▶ _Selected text_
========

What is it?
GERD is an abbreviation for gastroesophageal reflux disease, a condition that refers to damage to the lining of the lower esophagus (the tube that carries food from the mouth to the stomach). GERD occurs as a result of frequent or prolonged exposure to stomach acid.

What are the symptoms?
The primary symptom is acid reflux (also known as heartburn), which is felt as a burning sensation in the pit of the stomach or in the middle of the chest beneath the breastbone.

Symptoms are usually experienced after eating and are most often triggered by fried, fatty foods, tomato products, citrus fruits and juices, chocolate and anything containing caffeine.

People with acid reflux may also experience a feeling of regurgitation (food coming back into the mouth) after eating and a bitter or acid taste.

Other symptoms include chest pain, difficulty swallowing, nausea, vomiting or bad breath.

Lying down or bending over makes the symptoms worse.

How is it treated?
Usually with a combination of lifestyle changes and medications. Your physician may recommend over-the-counter antacids with common names such as Tagamet®, Zantac®, Pepcid®, Axid®, and Prilosec OTC.

It is also very common for physicians to prescribe stronger medications known as proton pump inhibitors for control of reflux symptoms with common names such as Prilosec®, Nexium®, Zegerid®, Protonix®, Aciphex®, and Prevacid®.

========

(Referring expression data based on photos)
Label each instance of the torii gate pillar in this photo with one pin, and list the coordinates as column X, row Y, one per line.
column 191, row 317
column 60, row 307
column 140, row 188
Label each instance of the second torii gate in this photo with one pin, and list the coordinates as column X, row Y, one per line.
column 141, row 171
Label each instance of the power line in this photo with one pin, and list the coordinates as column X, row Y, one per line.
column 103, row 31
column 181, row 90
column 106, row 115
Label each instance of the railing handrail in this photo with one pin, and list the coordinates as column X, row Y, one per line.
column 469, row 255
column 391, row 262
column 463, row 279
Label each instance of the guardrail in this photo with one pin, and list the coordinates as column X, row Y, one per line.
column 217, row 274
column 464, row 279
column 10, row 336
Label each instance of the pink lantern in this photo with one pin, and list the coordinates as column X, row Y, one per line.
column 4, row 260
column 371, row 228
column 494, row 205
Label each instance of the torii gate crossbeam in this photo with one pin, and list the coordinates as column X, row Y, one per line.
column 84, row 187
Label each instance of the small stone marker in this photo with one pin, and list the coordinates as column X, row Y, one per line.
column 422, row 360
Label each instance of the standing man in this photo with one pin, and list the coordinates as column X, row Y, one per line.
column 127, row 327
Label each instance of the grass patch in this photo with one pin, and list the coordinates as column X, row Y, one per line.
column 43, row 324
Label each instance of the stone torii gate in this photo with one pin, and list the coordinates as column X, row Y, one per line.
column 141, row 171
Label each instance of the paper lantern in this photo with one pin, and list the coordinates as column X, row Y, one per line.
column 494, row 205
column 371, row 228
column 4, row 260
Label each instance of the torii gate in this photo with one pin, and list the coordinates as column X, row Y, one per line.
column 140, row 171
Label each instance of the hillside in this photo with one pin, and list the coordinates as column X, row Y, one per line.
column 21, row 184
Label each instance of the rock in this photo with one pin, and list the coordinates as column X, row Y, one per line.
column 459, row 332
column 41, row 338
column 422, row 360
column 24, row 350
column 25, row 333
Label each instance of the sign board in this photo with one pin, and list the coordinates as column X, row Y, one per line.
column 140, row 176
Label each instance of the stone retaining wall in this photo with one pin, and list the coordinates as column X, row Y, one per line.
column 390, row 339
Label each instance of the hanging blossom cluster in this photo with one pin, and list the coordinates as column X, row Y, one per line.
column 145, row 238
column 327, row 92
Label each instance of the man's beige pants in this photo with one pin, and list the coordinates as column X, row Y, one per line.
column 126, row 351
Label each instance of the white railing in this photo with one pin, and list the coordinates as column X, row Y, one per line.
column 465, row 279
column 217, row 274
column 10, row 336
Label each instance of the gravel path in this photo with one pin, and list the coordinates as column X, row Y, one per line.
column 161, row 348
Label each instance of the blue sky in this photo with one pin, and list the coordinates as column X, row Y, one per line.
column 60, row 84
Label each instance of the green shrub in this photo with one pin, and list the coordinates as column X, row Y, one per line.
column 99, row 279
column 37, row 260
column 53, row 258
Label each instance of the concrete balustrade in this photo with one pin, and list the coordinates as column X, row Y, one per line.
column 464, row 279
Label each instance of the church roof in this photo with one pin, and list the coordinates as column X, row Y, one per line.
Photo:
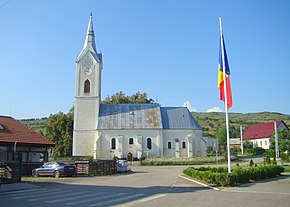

========

▶ _Things to do_
1 > Please reproduce word for word the part of the GERD text that opens with the words containing "People with acid" and closes with "the symptoms worse.".
2 > In the GERD text, what effect do lying down or bending over have on the symptoms?

▶ _Expected outputs_
1 >
People with acid reflux may also experience a feeling of regurgitation (food coming back into the mouth) after eating and a bitter or acid taste.

Other symptoms include chest pain, difficulty swallowing, nausea, vomiting or bad breath.

Lying down or bending over makes the symptoms worse.

2 > They make the symptoms worse.